**Direction 1**:
In the records, swap "person's arm" for "person's hand" in the part that opens with the line containing "Where can the person's arm be seen here?" and closes with the line containing "x=83, y=100". Give back only those lines, with nothing else changed.

**Text shown**:
If there was a problem (at one point there was a vertical joint between two blocks that was over another vertical joint), the blocks could be removed, the old mortar scraped off (and by "old", I mean 5 minutes or so), put back in the wheelbarrow with the other mortar, mixed a little, and then more mortar was applied and the stones re-laid, in a different order to shift the vertical joint.
They kept at this, stone block after stone block, wheelbarrow after wheelbarrow of mortar, until all the stones were set in place. Then, effectively for cosmetic reasons, on the outside of the wall, they went back and put mortar in the vertical joints, and filled out the horizontal ones to match the front of the blocks. After this "icing" was applied in all the joints, they used a wooden-handled wire brush to smooth the mortar off and clean up the joints. Using the wooden handle to sort of shape and smooth things, and the the wire brush to clean off any extra.

Records
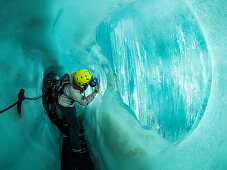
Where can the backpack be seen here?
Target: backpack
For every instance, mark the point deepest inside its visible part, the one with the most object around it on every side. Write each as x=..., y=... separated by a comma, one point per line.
x=59, y=86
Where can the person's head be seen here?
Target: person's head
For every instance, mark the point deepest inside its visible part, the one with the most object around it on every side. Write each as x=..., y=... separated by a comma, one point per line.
x=82, y=77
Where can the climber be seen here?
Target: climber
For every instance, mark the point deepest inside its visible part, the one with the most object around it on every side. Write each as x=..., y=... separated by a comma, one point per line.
x=68, y=90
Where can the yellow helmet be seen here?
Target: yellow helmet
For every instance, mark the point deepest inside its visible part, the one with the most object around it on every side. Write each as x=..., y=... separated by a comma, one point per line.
x=82, y=77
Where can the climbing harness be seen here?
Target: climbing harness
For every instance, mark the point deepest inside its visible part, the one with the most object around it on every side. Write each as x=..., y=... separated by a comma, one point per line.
x=21, y=98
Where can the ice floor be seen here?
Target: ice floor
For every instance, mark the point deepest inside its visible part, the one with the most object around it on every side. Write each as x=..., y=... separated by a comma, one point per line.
x=161, y=65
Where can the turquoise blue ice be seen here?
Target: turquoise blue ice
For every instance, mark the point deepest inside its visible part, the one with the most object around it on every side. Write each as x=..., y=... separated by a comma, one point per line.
x=161, y=65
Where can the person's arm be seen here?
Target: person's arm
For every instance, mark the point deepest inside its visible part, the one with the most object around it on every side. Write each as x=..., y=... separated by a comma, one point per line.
x=83, y=100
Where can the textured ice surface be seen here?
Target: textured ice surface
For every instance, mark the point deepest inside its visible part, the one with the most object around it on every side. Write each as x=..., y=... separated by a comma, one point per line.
x=41, y=36
x=162, y=64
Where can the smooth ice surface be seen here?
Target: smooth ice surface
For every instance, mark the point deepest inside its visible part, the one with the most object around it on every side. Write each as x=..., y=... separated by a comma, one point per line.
x=40, y=36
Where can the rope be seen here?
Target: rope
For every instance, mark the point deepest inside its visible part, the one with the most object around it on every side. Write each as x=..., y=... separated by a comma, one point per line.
x=20, y=99
x=8, y=108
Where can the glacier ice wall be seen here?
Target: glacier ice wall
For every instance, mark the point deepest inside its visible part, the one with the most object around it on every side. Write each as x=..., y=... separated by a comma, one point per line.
x=162, y=64
x=37, y=37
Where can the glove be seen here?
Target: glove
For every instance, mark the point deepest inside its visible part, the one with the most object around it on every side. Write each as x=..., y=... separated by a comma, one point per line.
x=97, y=87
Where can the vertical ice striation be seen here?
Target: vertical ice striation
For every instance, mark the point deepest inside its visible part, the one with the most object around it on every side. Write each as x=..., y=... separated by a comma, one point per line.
x=160, y=56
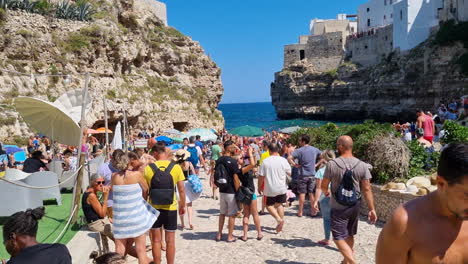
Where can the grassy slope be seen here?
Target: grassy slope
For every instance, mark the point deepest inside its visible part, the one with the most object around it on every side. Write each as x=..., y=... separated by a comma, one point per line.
x=51, y=225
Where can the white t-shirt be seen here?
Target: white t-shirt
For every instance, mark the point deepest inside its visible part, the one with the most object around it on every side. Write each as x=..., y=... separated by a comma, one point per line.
x=275, y=170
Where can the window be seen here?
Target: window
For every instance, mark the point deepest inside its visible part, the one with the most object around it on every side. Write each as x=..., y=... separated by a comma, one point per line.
x=302, y=54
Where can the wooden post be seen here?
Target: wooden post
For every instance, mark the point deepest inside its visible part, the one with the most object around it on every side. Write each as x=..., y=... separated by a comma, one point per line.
x=81, y=156
x=106, y=151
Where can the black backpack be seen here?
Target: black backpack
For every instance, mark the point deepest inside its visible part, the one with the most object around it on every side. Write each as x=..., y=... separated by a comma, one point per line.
x=346, y=193
x=221, y=175
x=162, y=187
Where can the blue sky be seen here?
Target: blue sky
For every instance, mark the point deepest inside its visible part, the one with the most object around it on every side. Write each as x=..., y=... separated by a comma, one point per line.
x=246, y=38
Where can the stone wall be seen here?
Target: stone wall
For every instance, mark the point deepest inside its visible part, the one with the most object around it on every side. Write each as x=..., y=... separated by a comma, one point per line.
x=368, y=48
x=385, y=202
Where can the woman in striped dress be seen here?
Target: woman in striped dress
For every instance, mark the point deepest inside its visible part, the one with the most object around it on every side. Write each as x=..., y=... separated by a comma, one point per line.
x=133, y=216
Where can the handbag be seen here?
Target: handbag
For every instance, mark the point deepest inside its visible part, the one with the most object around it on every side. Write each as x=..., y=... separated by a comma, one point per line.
x=244, y=195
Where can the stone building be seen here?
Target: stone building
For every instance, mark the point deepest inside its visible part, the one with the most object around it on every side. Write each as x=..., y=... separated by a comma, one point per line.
x=324, y=47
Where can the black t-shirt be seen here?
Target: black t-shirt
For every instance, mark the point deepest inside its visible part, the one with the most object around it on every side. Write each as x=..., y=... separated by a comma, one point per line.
x=32, y=165
x=43, y=254
x=232, y=168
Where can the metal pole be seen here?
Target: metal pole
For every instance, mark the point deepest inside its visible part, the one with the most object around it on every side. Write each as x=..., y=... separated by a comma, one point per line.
x=106, y=125
x=81, y=156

**Direction 2**:
Answer these questions on the wall-building text:
(a) About how long had the mortar been on when the writer calls it "old"?
(b) Why were the stones re-laid in a different order?
(c) What tool was used to smooth the mortar and clean up the joints?

**Expected output 1**:
Where can the person's hand be seen here?
Target: person's hand
For every instance, mark the point deepest inside its visible part, the one with the most object around it on every side. Write each as x=..., y=... separated by a comma, one point per line.
x=83, y=100

**Expected output 2**:
(a) About 5 minutes.
(b) To shift the vertical joint.
(c) A wooden-handled wire brush.